----- EXTRAIT -----
Le Quotidien d’Oran,
jeudi 20 novembre 2014
Akram Belkaïd,
Paris
C’est la
chronique d’un pays, la France, où tout semble aller de travers. Un pays où les
inégalités explosent et où le sentiment général est que les choses vont de mal
en pis. Et s’il faut encore s’en convaincre, il suffit de jeter un coup d’œil
aux principaux éléments d’un sondage réalisé début octobre par la Sofres pour
le compte de la Fédération des pupilles de l’enseignement public (PEP). Bien
sûr, il faut toujours se méfier des sondages et de leurs conclusions surtout
quand on sait qu’ils ont été réalisés via internet auprès d’un « échantillon représentatif »
d’un millier de personnes… Mais, dans le même temps, il faut se garder de toute
indifférence et prendre le temps de réfléchir aux conséquences de la situation
telle qu’elle est décrite.
Le point
principal est qu’une grande majorité de Français estime que leur société est
inégalitaire surtout dans les domaines de l’emploi, du logement et de la santé.
-----
* **CONSIGNES**:
1. Renvoyez le passage de la chronique depuis « d’un millier de » jusqu'à « de la santé. » inclus.
2. D'après la chronique, pour le compte de quelle organisation la Sofres a-t-elle réalisé son sondage ?
Les lignes ci-après forment un matériau indépendant de la chronique.
----- LIGNES EXTRAITES -----
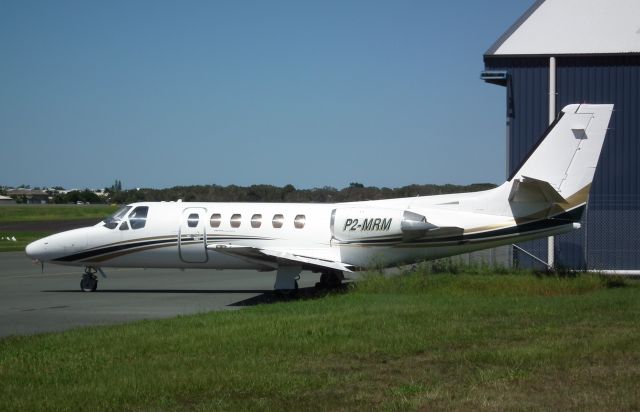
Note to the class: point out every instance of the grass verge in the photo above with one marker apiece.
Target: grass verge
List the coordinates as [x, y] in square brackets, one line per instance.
[27, 213]
[416, 341]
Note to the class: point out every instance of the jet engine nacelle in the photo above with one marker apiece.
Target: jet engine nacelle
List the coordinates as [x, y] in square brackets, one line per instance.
[353, 224]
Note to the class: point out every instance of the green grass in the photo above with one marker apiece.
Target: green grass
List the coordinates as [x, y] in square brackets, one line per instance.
[26, 213]
[429, 342]
[22, 240]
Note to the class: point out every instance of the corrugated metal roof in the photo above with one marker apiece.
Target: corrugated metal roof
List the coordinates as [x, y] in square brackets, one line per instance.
[561, 27]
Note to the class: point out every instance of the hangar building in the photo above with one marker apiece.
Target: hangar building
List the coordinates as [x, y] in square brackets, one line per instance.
[572, 51]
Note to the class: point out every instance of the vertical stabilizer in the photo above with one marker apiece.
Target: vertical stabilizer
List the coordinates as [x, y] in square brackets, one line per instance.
[567, 156]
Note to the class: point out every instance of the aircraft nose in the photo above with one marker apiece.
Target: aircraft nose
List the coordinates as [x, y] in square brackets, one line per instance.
[36, 250]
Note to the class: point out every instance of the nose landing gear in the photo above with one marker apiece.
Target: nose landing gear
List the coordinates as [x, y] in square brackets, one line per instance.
[89, 282]
[330, 279]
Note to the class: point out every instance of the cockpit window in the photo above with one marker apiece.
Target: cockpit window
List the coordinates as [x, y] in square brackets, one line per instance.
[192, 220]
[112, 221]
[138, 218]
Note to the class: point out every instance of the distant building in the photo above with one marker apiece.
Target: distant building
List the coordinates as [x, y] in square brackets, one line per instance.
[29, 196]
[573, 51]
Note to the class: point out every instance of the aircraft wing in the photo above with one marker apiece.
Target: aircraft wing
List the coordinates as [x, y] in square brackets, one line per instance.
[273, 258]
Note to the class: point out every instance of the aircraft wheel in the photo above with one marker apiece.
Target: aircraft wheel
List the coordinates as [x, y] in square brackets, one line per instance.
[89, 283]
[330, 280]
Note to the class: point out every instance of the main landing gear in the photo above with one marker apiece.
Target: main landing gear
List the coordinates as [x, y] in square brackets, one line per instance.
[89, 282]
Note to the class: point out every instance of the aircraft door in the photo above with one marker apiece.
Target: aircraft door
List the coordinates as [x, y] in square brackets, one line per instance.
[192, 244]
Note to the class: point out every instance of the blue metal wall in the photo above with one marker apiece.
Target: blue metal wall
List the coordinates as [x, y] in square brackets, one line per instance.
[611, 225]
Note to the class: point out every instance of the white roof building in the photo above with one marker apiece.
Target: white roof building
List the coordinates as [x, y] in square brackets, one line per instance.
[570, 27]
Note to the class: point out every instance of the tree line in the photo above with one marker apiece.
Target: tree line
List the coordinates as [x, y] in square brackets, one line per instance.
[288, 193]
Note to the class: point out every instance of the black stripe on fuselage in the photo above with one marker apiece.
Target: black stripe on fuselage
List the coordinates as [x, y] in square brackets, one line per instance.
[561, 219]
[92, 253]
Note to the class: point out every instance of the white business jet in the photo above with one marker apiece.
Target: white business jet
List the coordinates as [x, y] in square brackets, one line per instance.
[545, 197]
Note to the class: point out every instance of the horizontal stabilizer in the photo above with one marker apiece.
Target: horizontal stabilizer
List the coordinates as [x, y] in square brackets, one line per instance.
[530, 190]
[274, 258]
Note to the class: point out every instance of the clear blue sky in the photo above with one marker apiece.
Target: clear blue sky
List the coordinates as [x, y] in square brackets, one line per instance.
[164, 93]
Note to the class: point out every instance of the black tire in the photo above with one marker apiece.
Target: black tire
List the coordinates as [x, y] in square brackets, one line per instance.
[88, 284]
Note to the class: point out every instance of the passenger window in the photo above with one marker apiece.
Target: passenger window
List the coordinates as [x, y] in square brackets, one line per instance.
[192, 220]
[277, 221]
[299, 221]
[236, 220]
[215, 220]
[138, 218]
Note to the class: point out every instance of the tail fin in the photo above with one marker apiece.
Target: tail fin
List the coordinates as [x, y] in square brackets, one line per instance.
[567, 156]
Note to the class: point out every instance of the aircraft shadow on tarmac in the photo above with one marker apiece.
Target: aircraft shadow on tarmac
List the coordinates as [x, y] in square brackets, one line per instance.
[263, 297]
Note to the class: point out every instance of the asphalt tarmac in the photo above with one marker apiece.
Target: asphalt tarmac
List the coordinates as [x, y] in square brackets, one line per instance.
[34, 302]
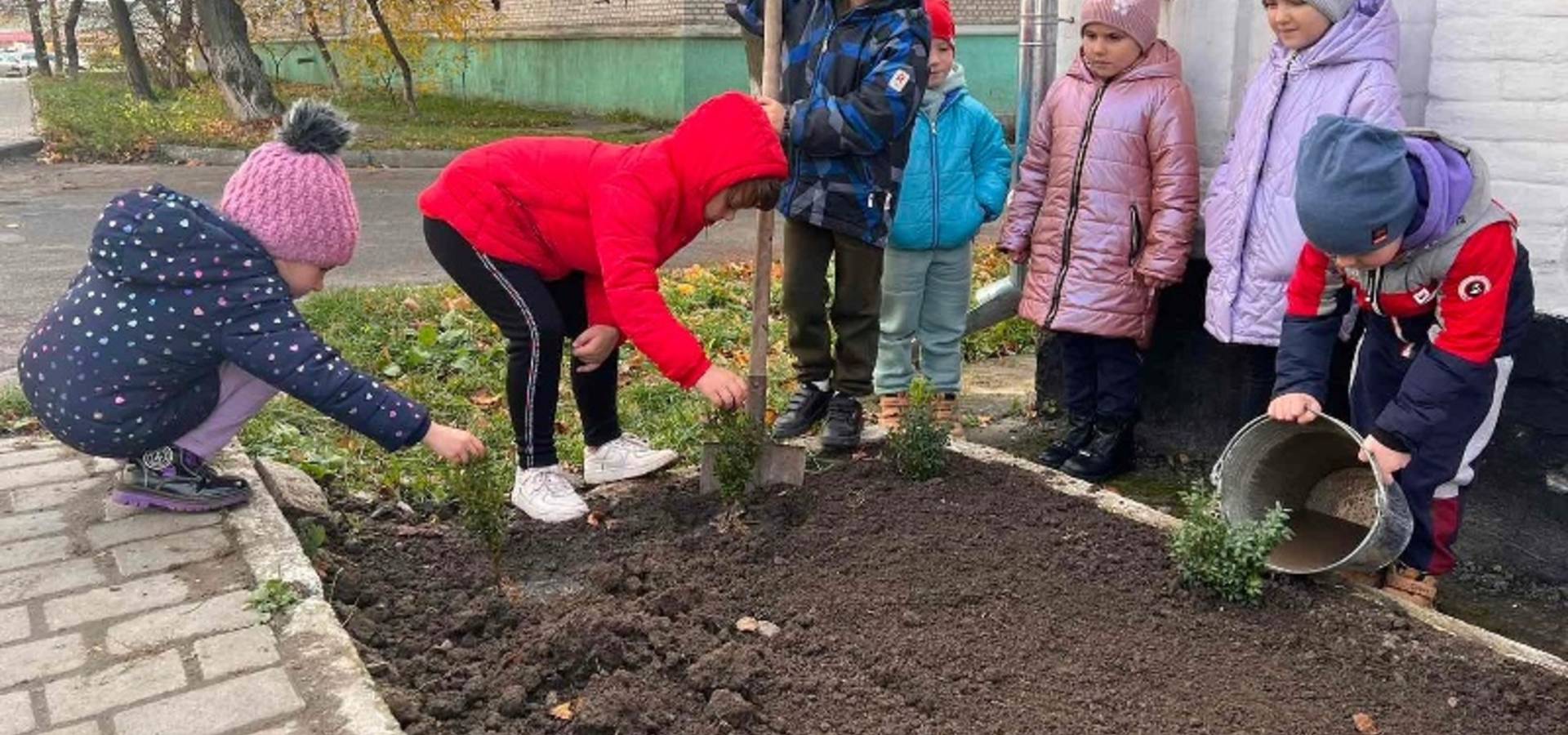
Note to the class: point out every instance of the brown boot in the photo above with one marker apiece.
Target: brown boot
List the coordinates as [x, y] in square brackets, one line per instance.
[1410, 585]
[942, 414]
[893, 408]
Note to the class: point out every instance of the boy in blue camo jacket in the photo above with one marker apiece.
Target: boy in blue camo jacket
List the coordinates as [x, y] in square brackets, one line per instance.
[852, 90]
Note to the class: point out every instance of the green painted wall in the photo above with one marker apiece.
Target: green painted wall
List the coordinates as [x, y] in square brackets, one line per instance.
[657, 77]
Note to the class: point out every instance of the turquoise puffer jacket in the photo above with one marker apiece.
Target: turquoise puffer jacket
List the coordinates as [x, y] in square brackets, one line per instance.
[966, 149]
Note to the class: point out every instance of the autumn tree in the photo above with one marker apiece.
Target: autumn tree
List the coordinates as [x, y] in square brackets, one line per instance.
[129, 51]
[39, 44]
[234, 63]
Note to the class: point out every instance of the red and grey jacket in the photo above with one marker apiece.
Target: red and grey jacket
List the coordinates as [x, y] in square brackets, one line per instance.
[1459, 305]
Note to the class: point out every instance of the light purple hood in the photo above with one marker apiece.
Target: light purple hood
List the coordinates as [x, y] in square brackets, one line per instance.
[1254, 237]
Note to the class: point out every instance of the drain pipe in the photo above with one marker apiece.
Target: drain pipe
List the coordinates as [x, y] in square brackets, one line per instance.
[1037, 68]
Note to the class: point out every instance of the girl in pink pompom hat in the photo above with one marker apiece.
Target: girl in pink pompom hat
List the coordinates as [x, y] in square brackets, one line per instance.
[182, 327]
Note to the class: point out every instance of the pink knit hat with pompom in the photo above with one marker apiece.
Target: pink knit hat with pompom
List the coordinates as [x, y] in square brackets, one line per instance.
[1138, 19]
[294, 193]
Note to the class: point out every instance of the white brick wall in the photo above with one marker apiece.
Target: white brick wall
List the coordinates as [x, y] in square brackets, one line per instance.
[1498, 78]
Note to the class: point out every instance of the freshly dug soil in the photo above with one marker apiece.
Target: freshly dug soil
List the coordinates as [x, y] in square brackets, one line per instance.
[979, 604]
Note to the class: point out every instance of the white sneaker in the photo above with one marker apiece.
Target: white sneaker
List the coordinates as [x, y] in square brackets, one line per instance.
[625, 458]
[548, 494]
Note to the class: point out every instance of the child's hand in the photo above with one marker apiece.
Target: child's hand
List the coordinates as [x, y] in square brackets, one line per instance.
[1387, 460]
[1152, 281]
[595, 345]
[1298, 408]
[722, 387]
[453, 445]
[775, 112]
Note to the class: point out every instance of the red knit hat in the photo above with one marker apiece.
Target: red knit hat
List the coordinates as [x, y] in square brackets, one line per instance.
[941, 20]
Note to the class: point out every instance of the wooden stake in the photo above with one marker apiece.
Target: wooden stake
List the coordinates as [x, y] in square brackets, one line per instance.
[763, 279]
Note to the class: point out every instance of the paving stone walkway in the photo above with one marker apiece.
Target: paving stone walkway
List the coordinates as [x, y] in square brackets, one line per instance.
[136, 622]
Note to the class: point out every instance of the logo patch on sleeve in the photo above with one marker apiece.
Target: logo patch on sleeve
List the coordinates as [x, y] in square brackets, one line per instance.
[899, 80]
[1474, 287]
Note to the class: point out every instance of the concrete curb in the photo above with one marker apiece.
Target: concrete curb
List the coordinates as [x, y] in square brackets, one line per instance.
[27, 148]
[1140, 513]
[320, 649]
[368, 158]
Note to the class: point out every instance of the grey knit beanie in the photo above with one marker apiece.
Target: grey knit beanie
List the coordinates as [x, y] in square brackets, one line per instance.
[1334, 10]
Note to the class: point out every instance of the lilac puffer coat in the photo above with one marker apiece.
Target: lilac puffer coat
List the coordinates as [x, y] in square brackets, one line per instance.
[1107, 192]
[1252, 232]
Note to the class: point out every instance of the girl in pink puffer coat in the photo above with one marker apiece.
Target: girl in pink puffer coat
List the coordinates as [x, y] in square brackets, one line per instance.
[1104, 213]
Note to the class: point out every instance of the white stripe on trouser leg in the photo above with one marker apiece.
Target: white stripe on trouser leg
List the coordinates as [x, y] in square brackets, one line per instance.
[533, 353]
[1481, 438]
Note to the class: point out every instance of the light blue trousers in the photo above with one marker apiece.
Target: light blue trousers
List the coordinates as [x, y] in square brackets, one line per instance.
[925, 298]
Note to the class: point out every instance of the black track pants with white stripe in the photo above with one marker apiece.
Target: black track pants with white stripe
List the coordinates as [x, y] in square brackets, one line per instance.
[538, 318]
[1440, 469]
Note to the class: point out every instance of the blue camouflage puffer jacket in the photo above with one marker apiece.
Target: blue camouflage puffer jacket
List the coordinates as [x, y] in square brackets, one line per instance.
[127, 359]
[853, 87]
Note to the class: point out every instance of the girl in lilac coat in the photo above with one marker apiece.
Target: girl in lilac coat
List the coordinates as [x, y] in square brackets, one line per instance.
[1104, 213]
[1330, 57]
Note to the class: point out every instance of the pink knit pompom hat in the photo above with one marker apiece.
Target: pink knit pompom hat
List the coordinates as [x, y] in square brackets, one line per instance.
[294, 193]
[1138, 19]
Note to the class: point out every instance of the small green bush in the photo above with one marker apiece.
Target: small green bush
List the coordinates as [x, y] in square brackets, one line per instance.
[737, 441]
[1227, 559]
[918, 447]
[274, 598]
[483, 494]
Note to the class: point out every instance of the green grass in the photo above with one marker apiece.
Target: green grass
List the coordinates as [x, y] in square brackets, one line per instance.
[96, 118]
[16, 414]
[431, 344]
-----
* **CORRIGÉS**:
1.
d’un millier de personnes… Mais, dans le même temps, il faut se garder de toute
indifférence et prendre le temps de réfléchir aux conséquences de la situation
telle qu’elle est décrite.
Le point
principal est qu’une grande majorité de Français estime que leur société est
inégalitaire surtout dans les domaines de l’emploi, du logement et de la santé.

2. La Fédération des pupilles de l'enseignement public (PEP).